>> Begin SELECTED TEXT
Financial Advisors for Surviving Spouses: How They Can Help After a Loss

The thought of losing your spouse can be overwhelming. Grief is tough, especially when a loss is unexpected or sudden. Widows or widowers may not even know where to start to pick up the pieces and start a life without their husband or wife.

When it comes to finances, financial advisors serving a surviving spouse can provide significant peace of mind. But the advisor you choose should be familiar with estate plans and the probate process.

If you find yourself surviving the loss of your spouse, the right financial advisors can provide personal financial guidance and the peace of mind that comes from sound financial planning. This can eliminate much financial stress during the time of recovering from such a loss.

The challenges that surviving spouses (actuaries tell us that is generally women) face when moving forward with their lives can feel insurmountable without assistance. Especially when it comes to finances – for many couples, one spouse manages the couple’s money. If that person is not the survivor, a surviving spouse may be learning the details of their financial plan and investments for the very first time.

Personal financial advisors can provide a wide range of services to surviving spouses, including guiding and facilitating the estate probate process, updating the client’s financial and investment plan to reflect the new circumstances and helping the client plan for a secure financial future.

 

Ready to talk with a financial advisor? Contact Linscomb & Williams to see how we can help.

 

Understanding the Probate Process for Surviving Spouses

The probate process involves the executor of an estate (usually the surviving spouse) preparing an inventory of the deceased spouse’s assets, paying creditors and final expenses, and then distributing the remaining assets (except those excluded from probate) to heirs. The process can take several months and involves many steps, including notifying heirs and creditors of the deceased spouse’s death and managing the process of transferring property to legal heirs. A financial advisor can help widows fulfill the required steps of the probate process.

It is important to note that certain assets are excluded from probate. Excluded assets generally include those that pass directly to heirs by means of a beneficiary form designation, including retirement accounts and life insurance proceeds. Checking and savings accounts are also exempt from probate if they have been specified as POD (Payable On Death) to a beneficiary. Finally, assets owned by trusts, even if they were established by the deceased spouse, generally avoid probate.

Understanding Asset Ownership and Inheritance Laws

Assets can be owned, or “titled,” in many ways, but most individuals without complex investment portfolios or estate plans will encounter only a handful of different types of property ownership. Ownership is critical to understand after a spouse passes away as it helps determine who will inherit an asset.

Every state has its own rules. For example, some follow a “community property” law, while others have a “common law” when it comes to property inheritance. The major distinction between these two ownership laws is in how joint ownership (or lack thereof) of assets is treated within couples.

In community property states, like Texas, assets, income and debt acquired during a marriage are assumed to be owned equally by each partner, unless the spouses previously agreed to a different form of ownership. Upon a spouse’s death, the deceased spouse has the legal right to distribute his or her half of community property as he or she wishes (although most spouses elect to leave their assets to their surviving spouse). There are a few exceptions to the presumption of community property, most notably a spouse receiving an inheritance in his or her name only. Inherited assets are not presumed to be community property.
>> End SELECTED TEXT
→ THINGS TO DO:
#1 Answer these about the article on financial advisors for surviving spouses:
(a) Who is usually the executor of an estate?
(b) How must checking and savings accounts be specified to be exempt from probate?
(c) In community property states, what kind of assets are not presumed to be community property?
#2 Write out the part of the article that opens with "When it comes to finances, financial" and closes with "and the probate process.", swapping "peace of mind" for "reassurance".
Answer from the article alone.
>> Begin LISTED RECORDS
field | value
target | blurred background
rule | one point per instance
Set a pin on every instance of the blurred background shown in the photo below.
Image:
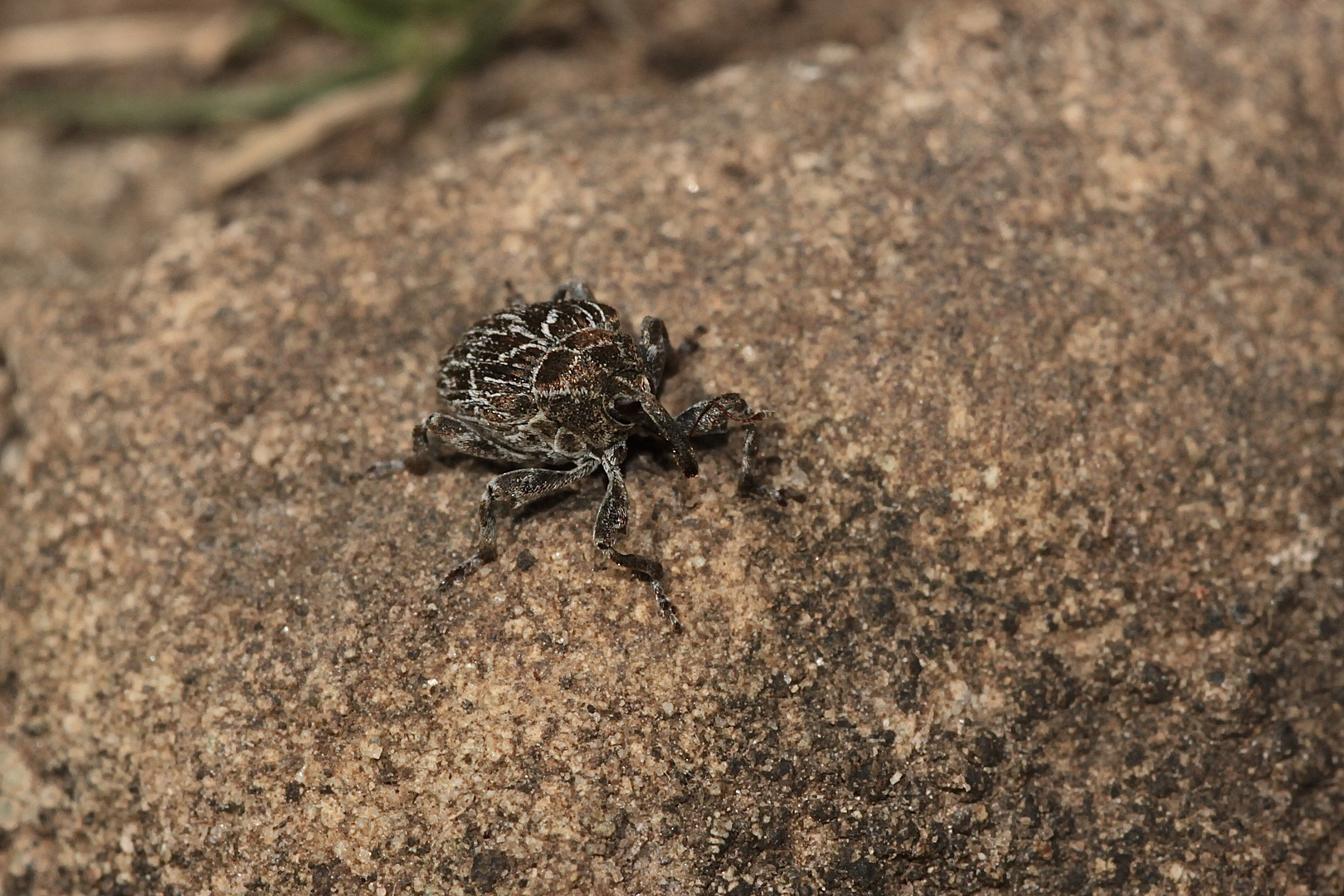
(119, 114)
>> End LISTED RECORDS
→ ANSWER SET:
#1
(a) The surviving spouse.
(b) As POD (Payable On Death) to a beneficiary.
(c) Inherited assets.

#2
When it comes to finances, financial advisors serving a surviving spouse can provide significant reassurance. But the advisor you choose should be familiar with estate plans and the probate process.